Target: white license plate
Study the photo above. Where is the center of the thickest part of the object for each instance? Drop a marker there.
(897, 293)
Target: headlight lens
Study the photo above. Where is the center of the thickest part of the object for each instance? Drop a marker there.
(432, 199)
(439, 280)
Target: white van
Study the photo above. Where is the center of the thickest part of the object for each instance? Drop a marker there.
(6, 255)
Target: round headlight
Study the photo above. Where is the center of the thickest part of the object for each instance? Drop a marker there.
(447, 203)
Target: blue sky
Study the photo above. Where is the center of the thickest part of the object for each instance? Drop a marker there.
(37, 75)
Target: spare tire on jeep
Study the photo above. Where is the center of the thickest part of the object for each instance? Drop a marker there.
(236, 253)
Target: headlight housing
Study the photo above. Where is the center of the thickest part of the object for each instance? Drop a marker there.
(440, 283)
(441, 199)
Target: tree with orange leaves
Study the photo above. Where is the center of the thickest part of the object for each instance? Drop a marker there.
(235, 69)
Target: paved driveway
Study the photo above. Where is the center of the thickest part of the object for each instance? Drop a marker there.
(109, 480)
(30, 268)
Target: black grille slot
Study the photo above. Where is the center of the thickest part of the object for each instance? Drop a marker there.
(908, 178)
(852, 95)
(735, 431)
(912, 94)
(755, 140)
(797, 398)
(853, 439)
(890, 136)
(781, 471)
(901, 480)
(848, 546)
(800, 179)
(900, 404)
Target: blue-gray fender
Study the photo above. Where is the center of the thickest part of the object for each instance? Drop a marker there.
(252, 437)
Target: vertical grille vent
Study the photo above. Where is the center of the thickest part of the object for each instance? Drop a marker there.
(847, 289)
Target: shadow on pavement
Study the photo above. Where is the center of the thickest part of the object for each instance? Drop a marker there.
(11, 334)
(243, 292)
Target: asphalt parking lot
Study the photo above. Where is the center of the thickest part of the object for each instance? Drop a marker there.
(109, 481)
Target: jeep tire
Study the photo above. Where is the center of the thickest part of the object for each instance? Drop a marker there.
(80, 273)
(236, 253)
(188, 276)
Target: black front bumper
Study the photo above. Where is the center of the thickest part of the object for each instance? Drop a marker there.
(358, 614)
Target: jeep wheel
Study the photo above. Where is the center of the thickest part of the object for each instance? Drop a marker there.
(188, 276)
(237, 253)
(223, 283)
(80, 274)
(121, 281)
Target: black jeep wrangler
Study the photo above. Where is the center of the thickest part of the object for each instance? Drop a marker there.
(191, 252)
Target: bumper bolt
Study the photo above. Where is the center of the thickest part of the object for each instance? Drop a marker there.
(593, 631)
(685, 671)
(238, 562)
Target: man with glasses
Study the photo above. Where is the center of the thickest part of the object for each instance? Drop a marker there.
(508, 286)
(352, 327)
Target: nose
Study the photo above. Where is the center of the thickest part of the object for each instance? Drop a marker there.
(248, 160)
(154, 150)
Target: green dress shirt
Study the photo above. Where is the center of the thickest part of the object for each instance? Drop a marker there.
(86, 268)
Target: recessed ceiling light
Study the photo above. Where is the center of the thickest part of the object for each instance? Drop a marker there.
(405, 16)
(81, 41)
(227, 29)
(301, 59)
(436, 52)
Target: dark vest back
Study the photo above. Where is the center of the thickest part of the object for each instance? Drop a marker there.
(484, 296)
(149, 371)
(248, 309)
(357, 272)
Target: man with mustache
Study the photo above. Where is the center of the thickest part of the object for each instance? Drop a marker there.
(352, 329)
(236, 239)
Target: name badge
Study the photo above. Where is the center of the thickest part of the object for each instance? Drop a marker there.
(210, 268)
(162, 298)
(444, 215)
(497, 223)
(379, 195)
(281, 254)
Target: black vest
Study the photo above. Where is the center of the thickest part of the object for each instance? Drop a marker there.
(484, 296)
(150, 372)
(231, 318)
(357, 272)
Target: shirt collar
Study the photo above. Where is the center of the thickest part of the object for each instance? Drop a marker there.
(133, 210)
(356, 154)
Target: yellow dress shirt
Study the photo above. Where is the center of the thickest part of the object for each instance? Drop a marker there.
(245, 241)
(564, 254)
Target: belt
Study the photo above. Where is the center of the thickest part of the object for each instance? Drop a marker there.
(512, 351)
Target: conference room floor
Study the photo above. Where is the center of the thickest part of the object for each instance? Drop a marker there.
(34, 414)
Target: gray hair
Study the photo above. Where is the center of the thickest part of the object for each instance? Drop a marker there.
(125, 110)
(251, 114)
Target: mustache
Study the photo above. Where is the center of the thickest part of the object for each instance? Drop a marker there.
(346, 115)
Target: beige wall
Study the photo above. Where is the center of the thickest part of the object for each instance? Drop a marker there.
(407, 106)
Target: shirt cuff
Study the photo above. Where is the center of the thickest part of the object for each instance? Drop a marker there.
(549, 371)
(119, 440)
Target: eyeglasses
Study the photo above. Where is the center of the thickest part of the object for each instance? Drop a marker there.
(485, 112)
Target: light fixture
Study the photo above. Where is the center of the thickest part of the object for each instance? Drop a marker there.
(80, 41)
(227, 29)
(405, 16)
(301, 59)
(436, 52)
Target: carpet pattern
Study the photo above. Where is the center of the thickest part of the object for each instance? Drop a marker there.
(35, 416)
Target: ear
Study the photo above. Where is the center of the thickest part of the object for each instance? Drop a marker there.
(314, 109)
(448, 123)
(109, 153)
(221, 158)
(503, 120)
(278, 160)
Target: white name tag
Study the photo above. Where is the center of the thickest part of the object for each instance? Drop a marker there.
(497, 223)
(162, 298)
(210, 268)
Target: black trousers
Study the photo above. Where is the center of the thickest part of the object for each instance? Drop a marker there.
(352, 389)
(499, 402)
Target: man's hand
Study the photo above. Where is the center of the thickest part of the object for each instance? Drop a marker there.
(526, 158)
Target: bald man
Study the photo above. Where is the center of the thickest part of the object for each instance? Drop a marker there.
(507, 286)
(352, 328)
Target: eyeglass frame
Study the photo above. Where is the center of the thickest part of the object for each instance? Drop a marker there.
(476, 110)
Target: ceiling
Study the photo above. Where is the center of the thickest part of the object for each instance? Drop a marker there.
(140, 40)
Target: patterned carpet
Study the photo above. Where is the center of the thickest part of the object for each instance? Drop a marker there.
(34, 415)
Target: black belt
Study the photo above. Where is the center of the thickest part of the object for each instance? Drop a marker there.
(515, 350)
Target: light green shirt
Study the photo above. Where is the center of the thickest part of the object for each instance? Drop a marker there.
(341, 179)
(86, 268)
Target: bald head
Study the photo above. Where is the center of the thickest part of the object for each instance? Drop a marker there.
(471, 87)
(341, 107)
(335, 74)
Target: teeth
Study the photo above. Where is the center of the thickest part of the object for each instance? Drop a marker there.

# # # #

THE PROBLEM: Print all of the records above again, word for word and unchanged.

FULL SOLUTION:
Target: white license plate
Study the photo above. Where is the center of the thickest part of the object for each instance? Drop a marker there.
(897, 293)
Target: headlight lens
Study the photo above. Where is the center of the thickest part of the object for each instance? Drop a marker there.
(432, 199)
(439, 280)
Target: white van
Study the photo above. Where is the center of the thickest part of the object for each instance? Drop a marker there.
(6, 255)
Target: round headlight
Study the photo above. Where is the center of the thickest part of the object for each instance? Drop a marker there.
(447, 203)
Target: blue sky
Study the photo above. Where is the center of the thickest part of the object for each instance? Drop a marker there.
(37, 75)
Target: spare tire on jeep
Study the photo above. Where is the center of the thickest part of the object for each instance? Drop a marker there.
(236, 253)
Target: headlight housing
Study the photo above. Where is the center of the thickest part of the object for each instance? Drop a marker there.
(440, 283)
(441, 199)
Target: tree with orange leaves
Study the photo above. Where is the center of the thickest part of the object for each instance? Drop a marker there.
(235, 69)
Target: paved driveway
Study the photo above. Where is the center of the thickest part of the object for each instance? Drop a marker there.
(109, 480)
(30, 268)
Target: black grille slot
Study the photo above. Where is the center of the thickest part of the object for each instance? Drop a marker there.
(908, 178)
(852, 95)
(735, 431)
(912, 94)
(755, 140)
(797, 398)
(853, 439)
(890, 136)
(781, 471)
(901, 480)
(848, 546)
(800, 179)
(900, 404)
Target: blue-gray fender
Study the photo above. Where is the center of the thickest part of the object for each instance? Drop a marker there.
(252, 437)
Target: vertical grille vent
Study the photo above. Where is the center of the thickest part of the object for each instance? Drop a marker there.
(847, 289)
Target: shadow on pavement
Study the photo above. Where is the center of the thickest part of the object for each instance? Drop a marker there.
(11, 334)
(243, 292)
Target: asphalt parking lot
Study the photo above. Where is the center of the thickest part of the object for each instance? Drop a marker there.
(109, 481)
Target: jeep tire
Study the photo above. Where is the center of the thickest part of the object for each instance? Drop a marker there.
(80, 273)
(236, 253)
(188, 276)
Target: black front bumper
Study the photo above. Where is the center of the thickest part of the object for each instance? Drop a marker there.
(358, 614)
Target: jeep wheel
Study the photo above. Where is the center of the thickest part of the object for each instance? Drop a marker there.
(188, 276)
(237, 253)
(223, 283)
(80, 274)
(121, 281)
Target: black jeep wrangler
Study the photo above. Where is the center of the thickest part of the object for each instance? Drop a marker there.
(191, 252)
Target: bumper bolt
Study the photo above. Where is the center of the thickest part of the object for each instance? Drop a marker there.
(593, 631)
(685, 671)
(238, 562)
Target: man with glasses
Study the photo above. Where is the center of the thickest part of the object for each instance? Drop a marker there.
(508, 286)
(352, 327)
Target: nose
Study the photo above. Where is the center of the thickest part of the object for each instance? Drop a marker there.
(248, 160)
(154, 150)
Target: green dress shirt
Study the photo above. Where is the center of the thickest part of the object for each instance? Drop a marker there.
(86, 268)
Target: recessed ceiling light
Study the photo above. Where is the center of the thickest part of the object for each instance? Drop a marker there.
(405, 16)
(81, 41)
(227, 29)
(301, 59)
(436, 52)
Target: dark vest back
Study the photo above. Where is the center of the thickest part of the object for each instance? Drop a marker there.
(484, 296)
(149, 371)
(248, 309)
(357, 272)
Target: man with mustache
Study the photo above. Where is the center of the thickest part of the object for each instance? Drop a marker there.
(352, 329)
(236, 239)
Target: name badge
Study the photo above. Where is the center of the thickest part of the object for each instance? Drop a marker there.
(210, 268)
(162, 298)
(444, 215)
(497, 223)
(379, 195)
(281, 254)
Target: black vest
Study the photo above. Where is the center of the thickest part of the object for each instance? Drop a marker there.
(484, 296)
(150, 372)
(231, 318)
(357, 272)
Target: shirt collar
Study the photo above. Where is the center of the thickest part of the object for each instance? Drop a marker there.
(133, 210)
(356, 154)
Target: yellow dress shirt
Study the photo above. Where is the center of the thickest part of the object for each instance? Drop a marker there.
(245, 241)
(564, 254)
Target: belt
Study the photo above. Where is the center of the thickest part of the object for each instance? Drop a marker there.
(512, 351)
Target: conference room floor
Study the photo above. Where is the center of the thickest part of the object for each instance? Drop a marker there.
(34, 414)
Target: gray hair
Study the photo above. Where is the center of the thickest part of the object for each instance? Drop a marker there.
(125, 110)
(251, 114)
Target: mustache
Study the photo above. Where is the center of the thickest part of the object for each instance? Drop a marker there.
(346, 115)
Target: beige wall
Study the photo above. Where is the center of the thickest part of the object for each instance? Drop a marker there.
(407, 106)
Target: shirt cuff
Study the photo above. Where is the center of the thickest part of the object for each instance? Drop a marker there.
(549, 371)
(119, 440)
Target: eyeglasses
Study the photo above. Where is the center of the thickest part of the object for each instance? Drop a marker there.
(485, 112)
Target: light fixture
Study the photo above. Where is the center of the thickest part of the object for each instance? Drop a marker there.
(80, 41)
(227, 29)
(405, 16)
(301, 59)
(436, 52)
Target: carpet pattern
Study the photo above. Where is the center of the thickest part of the object for each instance? Drop a marker there.
(35, 416)
Target: ear
Study the photo above. Where is the center of the thickest part of the object for each instance? Drop a marker there.
(314, 109)
(448, 123)
(109, 153)
(221, 158)
(503, 120)
(278, 160)
Target: white name tag
Study the photo above. Where is the center of the thickest part of the object for each instance? Drop a marker there.
(497, 223)
(162, 298)
(210, 268)
Target: black trousers
Study the photo above. Where is the center of the thickest part of the object for each instance? Drop a marker there.
(352, 389)
(499, 402)
Target: man's hand
Study the photo above. Where is the center of the thickest part of the object for each instance? Drop a marker there.
(526, 158)
Target: bald man
Study the photo above. Where is the center of the thickest part of the object for each instance? Drop a marker there.
(507, 286)
(352, 328)
Target: eyeglass frame
Study the photo above. Where is the center of the thickest part of the object for each instance? Drop a marker there.
(476, 110)
Target: ceiling
Study the photo above. Where is the center of the thickest part of the object for each instance? Drop a marker there.
(140, 40)
Target: patterned carpet
Study the photo above. Where is the center of the thickest part of the object for each instance? Drop a marker there.
(34, 415)
Target: black belt
Study the photo above. Where is the center of the thickest part of the object for each instance? Drop a marker there.
(515, 350)
Target: light green shirt
Study the photo above. Where is the center of the thickest part of the object for each instance? Drop a marker there.
(341, 179)
(86, 268)
Target: bald head
Study the photo above. Where is the center of the thickest part of the object for each instance? Drop a marker there.
(471, 87)
(341, 107)
(335, 74)
Target: teeth
Study the photo above. Where is the center of the thickest part of the object for each instance? Drop a marker there.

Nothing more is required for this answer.